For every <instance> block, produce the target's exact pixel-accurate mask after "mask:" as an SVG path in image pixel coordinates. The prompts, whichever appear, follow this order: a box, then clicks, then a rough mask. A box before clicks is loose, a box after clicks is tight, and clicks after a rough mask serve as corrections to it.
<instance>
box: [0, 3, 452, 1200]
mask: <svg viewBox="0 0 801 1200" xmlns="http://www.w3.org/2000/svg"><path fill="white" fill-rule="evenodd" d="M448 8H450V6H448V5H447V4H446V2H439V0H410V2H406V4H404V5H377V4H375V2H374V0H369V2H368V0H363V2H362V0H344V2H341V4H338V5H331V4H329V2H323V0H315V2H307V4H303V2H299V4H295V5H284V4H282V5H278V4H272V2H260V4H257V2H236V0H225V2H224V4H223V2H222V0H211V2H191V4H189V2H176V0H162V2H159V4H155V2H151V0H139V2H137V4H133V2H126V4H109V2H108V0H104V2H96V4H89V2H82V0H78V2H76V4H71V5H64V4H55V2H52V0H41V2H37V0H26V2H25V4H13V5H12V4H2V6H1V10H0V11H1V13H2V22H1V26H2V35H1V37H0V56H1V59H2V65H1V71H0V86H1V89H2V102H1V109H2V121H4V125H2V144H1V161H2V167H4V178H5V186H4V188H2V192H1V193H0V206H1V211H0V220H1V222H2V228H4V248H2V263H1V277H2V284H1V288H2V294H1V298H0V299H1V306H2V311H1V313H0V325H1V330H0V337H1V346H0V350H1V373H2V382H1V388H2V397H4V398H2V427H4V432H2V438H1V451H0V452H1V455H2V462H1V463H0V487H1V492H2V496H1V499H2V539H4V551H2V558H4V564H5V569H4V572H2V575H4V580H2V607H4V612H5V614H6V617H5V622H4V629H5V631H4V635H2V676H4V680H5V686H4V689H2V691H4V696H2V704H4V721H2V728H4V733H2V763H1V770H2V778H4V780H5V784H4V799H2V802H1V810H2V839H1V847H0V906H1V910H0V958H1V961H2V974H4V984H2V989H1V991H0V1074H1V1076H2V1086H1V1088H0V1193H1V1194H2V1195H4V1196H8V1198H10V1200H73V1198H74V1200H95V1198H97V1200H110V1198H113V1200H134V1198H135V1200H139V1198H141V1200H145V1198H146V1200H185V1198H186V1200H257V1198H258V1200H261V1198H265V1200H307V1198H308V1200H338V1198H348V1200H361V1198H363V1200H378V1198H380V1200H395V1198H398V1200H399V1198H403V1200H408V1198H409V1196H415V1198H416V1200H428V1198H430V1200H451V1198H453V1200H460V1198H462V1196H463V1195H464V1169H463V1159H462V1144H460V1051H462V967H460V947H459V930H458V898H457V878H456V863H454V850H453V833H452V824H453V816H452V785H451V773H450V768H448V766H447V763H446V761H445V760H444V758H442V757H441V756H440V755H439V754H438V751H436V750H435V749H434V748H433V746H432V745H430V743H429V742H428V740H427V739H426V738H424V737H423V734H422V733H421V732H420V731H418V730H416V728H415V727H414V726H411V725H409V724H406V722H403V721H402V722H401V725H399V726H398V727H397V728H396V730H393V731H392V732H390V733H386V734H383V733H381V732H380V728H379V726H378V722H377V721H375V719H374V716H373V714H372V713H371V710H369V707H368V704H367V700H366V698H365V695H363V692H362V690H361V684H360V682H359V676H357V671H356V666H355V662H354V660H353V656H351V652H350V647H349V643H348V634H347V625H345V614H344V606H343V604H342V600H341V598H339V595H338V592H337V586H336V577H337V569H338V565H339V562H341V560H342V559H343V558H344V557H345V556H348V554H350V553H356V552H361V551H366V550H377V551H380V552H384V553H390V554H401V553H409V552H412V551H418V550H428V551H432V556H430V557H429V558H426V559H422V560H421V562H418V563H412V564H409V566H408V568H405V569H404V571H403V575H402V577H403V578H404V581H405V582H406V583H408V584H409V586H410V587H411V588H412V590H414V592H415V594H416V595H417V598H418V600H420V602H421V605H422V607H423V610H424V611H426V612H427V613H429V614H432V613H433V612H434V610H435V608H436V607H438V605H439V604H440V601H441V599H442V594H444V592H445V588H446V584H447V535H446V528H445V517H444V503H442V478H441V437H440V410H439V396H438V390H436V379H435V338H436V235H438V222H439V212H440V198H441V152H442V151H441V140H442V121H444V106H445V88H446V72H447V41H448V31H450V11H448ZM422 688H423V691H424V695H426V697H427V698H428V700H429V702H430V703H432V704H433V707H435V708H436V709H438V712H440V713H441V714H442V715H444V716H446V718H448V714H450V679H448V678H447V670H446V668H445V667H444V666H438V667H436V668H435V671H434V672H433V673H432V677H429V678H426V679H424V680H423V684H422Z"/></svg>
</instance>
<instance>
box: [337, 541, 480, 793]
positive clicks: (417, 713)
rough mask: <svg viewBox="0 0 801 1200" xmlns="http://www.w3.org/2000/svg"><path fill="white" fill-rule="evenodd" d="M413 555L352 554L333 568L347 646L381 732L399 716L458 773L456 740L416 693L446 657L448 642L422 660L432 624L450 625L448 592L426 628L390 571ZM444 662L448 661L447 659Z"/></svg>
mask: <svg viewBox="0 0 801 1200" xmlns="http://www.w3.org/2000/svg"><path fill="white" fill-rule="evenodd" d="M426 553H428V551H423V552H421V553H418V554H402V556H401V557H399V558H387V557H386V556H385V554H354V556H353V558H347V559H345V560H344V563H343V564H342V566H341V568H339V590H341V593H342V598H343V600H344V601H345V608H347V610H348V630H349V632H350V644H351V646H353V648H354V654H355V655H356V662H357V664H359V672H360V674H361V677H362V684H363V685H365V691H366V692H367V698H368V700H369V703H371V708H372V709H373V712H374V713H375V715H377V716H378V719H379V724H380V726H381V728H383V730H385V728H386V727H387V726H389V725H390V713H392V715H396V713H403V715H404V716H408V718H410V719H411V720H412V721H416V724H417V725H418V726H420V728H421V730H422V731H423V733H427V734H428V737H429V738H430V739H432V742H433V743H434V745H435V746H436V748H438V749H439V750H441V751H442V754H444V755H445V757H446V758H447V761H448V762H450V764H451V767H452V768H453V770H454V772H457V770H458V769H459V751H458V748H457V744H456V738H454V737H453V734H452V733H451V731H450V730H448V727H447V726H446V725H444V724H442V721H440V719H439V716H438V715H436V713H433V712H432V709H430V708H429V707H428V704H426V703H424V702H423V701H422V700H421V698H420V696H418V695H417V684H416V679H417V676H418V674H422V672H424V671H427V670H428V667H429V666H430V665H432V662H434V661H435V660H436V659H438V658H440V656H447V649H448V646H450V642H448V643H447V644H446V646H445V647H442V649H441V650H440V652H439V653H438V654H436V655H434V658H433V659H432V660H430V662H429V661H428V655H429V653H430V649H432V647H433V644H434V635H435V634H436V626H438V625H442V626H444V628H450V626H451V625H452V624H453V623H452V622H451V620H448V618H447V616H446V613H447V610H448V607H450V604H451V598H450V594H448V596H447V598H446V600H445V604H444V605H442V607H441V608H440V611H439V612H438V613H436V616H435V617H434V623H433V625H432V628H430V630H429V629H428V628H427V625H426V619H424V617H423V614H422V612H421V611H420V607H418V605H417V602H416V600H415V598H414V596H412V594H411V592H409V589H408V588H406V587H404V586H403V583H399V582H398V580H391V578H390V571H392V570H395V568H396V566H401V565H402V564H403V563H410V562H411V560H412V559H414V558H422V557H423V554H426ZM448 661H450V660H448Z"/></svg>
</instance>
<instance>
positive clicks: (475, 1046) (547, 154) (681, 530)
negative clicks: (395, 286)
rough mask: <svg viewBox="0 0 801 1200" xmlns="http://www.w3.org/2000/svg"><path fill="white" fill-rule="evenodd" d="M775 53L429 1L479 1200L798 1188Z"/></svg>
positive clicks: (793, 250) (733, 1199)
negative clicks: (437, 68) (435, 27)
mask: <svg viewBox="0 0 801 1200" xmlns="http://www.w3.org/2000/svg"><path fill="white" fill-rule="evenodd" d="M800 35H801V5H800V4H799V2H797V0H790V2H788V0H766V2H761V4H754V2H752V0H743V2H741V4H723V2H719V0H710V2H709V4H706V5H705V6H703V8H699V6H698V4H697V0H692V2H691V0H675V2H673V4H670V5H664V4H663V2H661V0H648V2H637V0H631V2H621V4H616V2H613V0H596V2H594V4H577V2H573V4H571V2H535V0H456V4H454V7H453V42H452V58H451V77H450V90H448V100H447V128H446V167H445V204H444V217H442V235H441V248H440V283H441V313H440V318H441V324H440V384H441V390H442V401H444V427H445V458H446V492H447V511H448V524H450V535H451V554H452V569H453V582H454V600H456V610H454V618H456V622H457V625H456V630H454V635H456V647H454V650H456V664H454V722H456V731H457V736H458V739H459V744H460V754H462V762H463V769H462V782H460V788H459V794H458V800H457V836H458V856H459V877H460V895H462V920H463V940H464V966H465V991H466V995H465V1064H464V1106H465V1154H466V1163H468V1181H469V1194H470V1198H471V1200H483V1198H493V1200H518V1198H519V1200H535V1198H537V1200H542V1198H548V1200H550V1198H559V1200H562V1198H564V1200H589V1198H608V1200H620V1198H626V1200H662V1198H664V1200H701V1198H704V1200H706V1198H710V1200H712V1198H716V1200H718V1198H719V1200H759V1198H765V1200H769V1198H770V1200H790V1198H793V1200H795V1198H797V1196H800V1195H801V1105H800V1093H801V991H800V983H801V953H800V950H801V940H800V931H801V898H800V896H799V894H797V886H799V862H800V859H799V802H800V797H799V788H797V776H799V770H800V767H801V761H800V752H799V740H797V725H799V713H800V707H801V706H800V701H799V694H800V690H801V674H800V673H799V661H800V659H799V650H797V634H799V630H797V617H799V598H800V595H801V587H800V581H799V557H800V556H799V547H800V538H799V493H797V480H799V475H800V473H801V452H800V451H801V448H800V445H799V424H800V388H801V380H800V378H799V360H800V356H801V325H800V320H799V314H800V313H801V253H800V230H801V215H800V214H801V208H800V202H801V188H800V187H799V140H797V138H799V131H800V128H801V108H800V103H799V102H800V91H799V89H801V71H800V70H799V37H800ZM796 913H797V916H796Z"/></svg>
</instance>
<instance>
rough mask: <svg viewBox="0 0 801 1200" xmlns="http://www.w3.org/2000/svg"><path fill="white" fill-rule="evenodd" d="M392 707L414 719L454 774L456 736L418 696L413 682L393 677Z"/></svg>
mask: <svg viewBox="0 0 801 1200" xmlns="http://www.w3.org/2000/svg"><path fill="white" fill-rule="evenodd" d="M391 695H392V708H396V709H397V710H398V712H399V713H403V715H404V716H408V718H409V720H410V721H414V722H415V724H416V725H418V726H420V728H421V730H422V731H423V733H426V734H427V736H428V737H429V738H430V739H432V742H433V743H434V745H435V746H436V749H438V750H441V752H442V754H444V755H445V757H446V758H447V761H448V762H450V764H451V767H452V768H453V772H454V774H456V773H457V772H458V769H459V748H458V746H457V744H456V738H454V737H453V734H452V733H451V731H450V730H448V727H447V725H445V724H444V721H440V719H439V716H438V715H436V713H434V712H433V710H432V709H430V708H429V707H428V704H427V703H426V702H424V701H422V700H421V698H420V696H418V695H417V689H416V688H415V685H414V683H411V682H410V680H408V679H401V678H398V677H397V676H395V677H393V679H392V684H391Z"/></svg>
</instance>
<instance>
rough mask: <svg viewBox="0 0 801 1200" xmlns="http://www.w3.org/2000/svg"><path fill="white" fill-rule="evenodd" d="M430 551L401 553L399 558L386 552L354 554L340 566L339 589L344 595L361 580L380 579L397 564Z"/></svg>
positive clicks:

^^^^^^^^

■ **Activity**: Given the records above, return exactly the lines starting at the line containing "53L429 1L479 1200L798" and ending at the line containing "positive clicks: (793, 250) (733, 1199)", including both.

■ **Exercise response**:
rough mask: <svg viewBox="0 0 801 1200" xmlns="http://www.w3.org/2000/svg"><path fill="white" fill-rule="evenodd" d="M775 53L429 1L479 1200L798 1188Z"/></svg>
positive clicks: (793, 250) (733, 1199)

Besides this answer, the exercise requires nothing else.